What Is Trauma?

Trauma is a wound. Typically trauma refers to either a physical injury, such as a broken bone, or an emotional state of profound and prolonged distress in response to an overwhelmingly terrifying or unstable experience. Some trauma, like wounds, heal relatively quickly, some heal slowly, and many influence life going forward, like scars. Scars and trauma do not result in defects or deficiencies; rather they are markers of life experience one has survived.

Traumatic experiences are events that threaten or violate one’s safety, health, and integrity. Traumatic experiences may be directly experienced or witnessed. They may be primarily physical experiences, as with physical assaults and sexual abuse, or primarily emotional experiences, as with verbal abuse. Traumatic experiences may result in the emotional experience of traumatic stress, but not necessarily.

Traumatic experiences are classified as acute traumatic events or chronic traumatic situations. Acute traumatic events are typically single events and initially are accompanied by feeling intense fear and/or helplessness. Acute traumatic events may include assaults, community violence, natural disasters, and sudden loss of a loved one. Chronic traumatic situations are persistently repeated threats or violations of safety and integrity and are associated with a complex range of emotions potentially including fear, shame, distrust, hopelessness, and numbness. Examples of chronic traumatic situations are chronic abuse, domestic and intimate partner violence, and political violence. Many people experience complex trauma which includes multiple traumatic experiences, typically of different types of trauma.

> [Records from a collection]:
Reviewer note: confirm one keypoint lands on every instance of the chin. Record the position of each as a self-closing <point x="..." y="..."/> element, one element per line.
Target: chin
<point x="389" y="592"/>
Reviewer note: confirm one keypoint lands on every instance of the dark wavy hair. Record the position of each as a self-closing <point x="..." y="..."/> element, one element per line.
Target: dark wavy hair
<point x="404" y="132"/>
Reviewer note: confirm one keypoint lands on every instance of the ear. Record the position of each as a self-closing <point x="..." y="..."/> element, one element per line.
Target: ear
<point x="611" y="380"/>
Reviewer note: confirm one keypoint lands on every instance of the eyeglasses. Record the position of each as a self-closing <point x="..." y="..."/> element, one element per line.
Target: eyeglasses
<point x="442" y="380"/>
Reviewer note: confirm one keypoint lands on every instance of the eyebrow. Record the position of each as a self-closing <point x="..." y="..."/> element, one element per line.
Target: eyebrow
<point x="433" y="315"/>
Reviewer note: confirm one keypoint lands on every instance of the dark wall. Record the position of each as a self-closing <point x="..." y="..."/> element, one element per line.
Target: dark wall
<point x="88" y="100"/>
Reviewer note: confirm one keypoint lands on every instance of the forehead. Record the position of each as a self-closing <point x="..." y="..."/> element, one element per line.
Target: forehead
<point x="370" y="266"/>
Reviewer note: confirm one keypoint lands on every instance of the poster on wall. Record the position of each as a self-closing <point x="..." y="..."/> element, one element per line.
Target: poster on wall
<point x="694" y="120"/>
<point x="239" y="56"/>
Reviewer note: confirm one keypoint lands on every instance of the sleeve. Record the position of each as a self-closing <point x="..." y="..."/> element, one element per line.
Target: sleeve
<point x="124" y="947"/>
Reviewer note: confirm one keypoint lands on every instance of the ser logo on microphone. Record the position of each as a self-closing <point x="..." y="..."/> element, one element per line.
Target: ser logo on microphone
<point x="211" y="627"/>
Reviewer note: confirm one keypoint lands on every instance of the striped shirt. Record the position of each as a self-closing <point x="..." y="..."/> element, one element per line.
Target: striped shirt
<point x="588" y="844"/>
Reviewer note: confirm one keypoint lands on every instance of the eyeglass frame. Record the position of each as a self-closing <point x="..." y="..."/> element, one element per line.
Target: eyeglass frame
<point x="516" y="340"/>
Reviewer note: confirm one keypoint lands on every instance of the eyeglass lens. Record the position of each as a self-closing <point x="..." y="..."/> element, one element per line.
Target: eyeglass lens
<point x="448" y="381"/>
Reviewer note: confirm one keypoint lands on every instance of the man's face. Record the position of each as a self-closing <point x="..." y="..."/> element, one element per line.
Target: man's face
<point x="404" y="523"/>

--

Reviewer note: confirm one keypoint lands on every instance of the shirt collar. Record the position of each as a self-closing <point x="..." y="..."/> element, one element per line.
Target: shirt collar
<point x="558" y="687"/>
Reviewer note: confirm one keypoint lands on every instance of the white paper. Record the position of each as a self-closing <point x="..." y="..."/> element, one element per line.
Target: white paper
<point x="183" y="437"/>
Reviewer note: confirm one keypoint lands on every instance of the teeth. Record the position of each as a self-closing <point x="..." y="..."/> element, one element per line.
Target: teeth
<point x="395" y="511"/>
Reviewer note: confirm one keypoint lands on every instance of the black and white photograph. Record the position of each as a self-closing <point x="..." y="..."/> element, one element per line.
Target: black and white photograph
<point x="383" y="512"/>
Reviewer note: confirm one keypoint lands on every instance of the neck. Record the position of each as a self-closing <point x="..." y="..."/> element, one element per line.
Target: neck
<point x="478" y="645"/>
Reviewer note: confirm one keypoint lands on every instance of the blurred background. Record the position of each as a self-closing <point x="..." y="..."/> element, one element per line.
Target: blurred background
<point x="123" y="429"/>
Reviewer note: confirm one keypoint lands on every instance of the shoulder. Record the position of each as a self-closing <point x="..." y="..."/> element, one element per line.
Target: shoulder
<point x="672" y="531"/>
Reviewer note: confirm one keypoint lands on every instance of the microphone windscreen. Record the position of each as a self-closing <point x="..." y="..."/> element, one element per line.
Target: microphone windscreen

> [WORK INSTRUCTION 1]: Write out the stretch of the passage on trauma from "What Is Trauma?" through "but not necessarily.".
> [WORK INSTRUCTION 2]: Using the passage on trauma, mark each statement yes or no and quote the words that decide it: (a) Scars and trauma result in defects or deficiencies. (b) A traumatic experience can be one that is witnessed. (c) Natural disasters are listed among chronic traumatic situations.
> [WORK INSTRUCTION 3]: Carry on the passage on trauma from its last sentence.

> [EXERCISE ANSWER 1]:
What Is Trauma?

Trauma is a wound. Typically trauma refers to either a physical injury, such as a broken bone, or an emotional state of profound and prolonged distress in response to an overwhelmingly terrifying or unstable experience. Some trauma, like wounds, heal relatively quickly, some heal slowly, and many influence life going forward, like scars. Scars and trauma do not result in defects or deficiencies; rather they are markers of life experience one has survived.

Traumatic experiences are events that threaten or violate one’s safety, health, and integrity. Traumatic experiences may be directly experienced or witnessed. They may be primarily physical experiences, as with physical assaults and sexual abuse, or primarily emotional experiences, as with verbal abuse. Traumatic experiences may result in the emotional experience of traumatic stress, but not necessarily.

> [EXERCISE ANSWER 2]:
(a) No: "Scars and trauma do not result in defects or deficiencies"
(b) Yes: "Traumatic experiences may be directly experienced or witnessed."
(c) No: "Acute traumatic events may include assaults, community violence, natural disasters, and sudden loss of a loved one."

> [EXERCISE ANSWER 3]:
Traumatic stress specifically identifies emotional trauma. Traumatic stress occurs when an individual’s capacity to absorb, process, and progress through a traumatic experience is overwhelmed and the fear becomes stuck. Traumatic stress results from a combination of individual factors – who we are, our genes, our temperament, and our life experience, and environmental or social factors. Everyone reacts to traumatic experiences in a unique way that is influenced by life and cultural experience. Everyone is capable of recovery from traumatic stress, but each individual will require different support and a different amount of time for that recovery.

Traumatic stress looks and feels different for each person. Often it is associated with complex and confusing emotional reactions and behaviors. Age and developmental stage, culture, and environment all significantly influence the expression of traumatic stress. Traumatic stress reactions can include intensely reactive emotions, emotional numbness, hyper-alertness, dissociation, intermittent regression to behaviors associated with a younger developmental stage, increased need for control, distrust, disengagement, impulsivity, irritability, disruption in sleep, distractibility, recurring memories, smells, or sounds from the event, nightmares, and forgetfulness.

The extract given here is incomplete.